READING TEXT
---

US magazine for the Filipino diaspora

Positively Filipino is an American magazine that focuses on the Filipino diaspora. The magazine was established when Mona Lisa Yuchengco, the founder of Filipinas magazine, decided to try another publishing venture after selling Filipinas. She joined with a number of former writers and editors from Filipinas, which she sold in 2005. This venture was designed to be an online venture, since print magazines had been declining in popularity for years.

The name of the magazine was derived from a case of discrimination in Stockton, California, in the 1930s. This incident is described in an editorial in the magazine, "In America in the 1930s, Filipino immigrants often faced rejection and racism – a hotel in Stockton, California even posted a warning: 'Positively No Filipinos Allowed.'" The editorial continued, saying, "Kababayans (compatriots) are positively welcome here, positively allowed to celebrate our heritage, and positively encouraged to explore our experiences."

---

SUPPLIED DATA
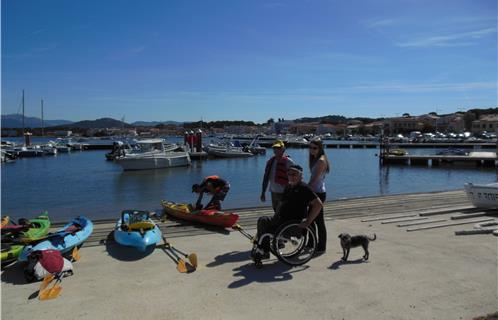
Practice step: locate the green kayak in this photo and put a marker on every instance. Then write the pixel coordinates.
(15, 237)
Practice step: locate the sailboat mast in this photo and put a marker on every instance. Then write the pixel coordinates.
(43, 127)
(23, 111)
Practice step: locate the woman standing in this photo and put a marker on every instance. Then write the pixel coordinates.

---

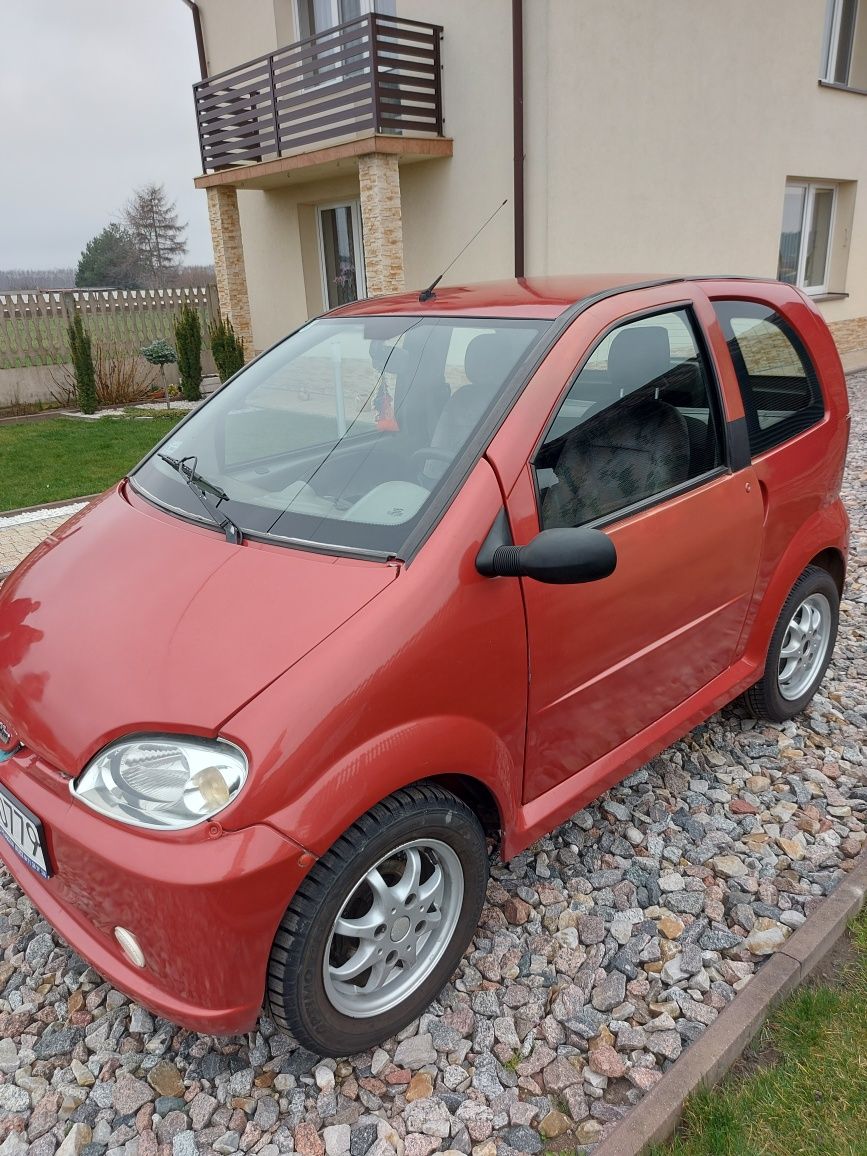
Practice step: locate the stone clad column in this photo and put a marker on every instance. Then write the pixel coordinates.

---

WHAT IS EXPECTED
According to the text about Positively Filipino, what warning did a hotel in Stockton, California, post in the 1930s?

EXERCISE RESULT
"Positively No Filipinos Allowed."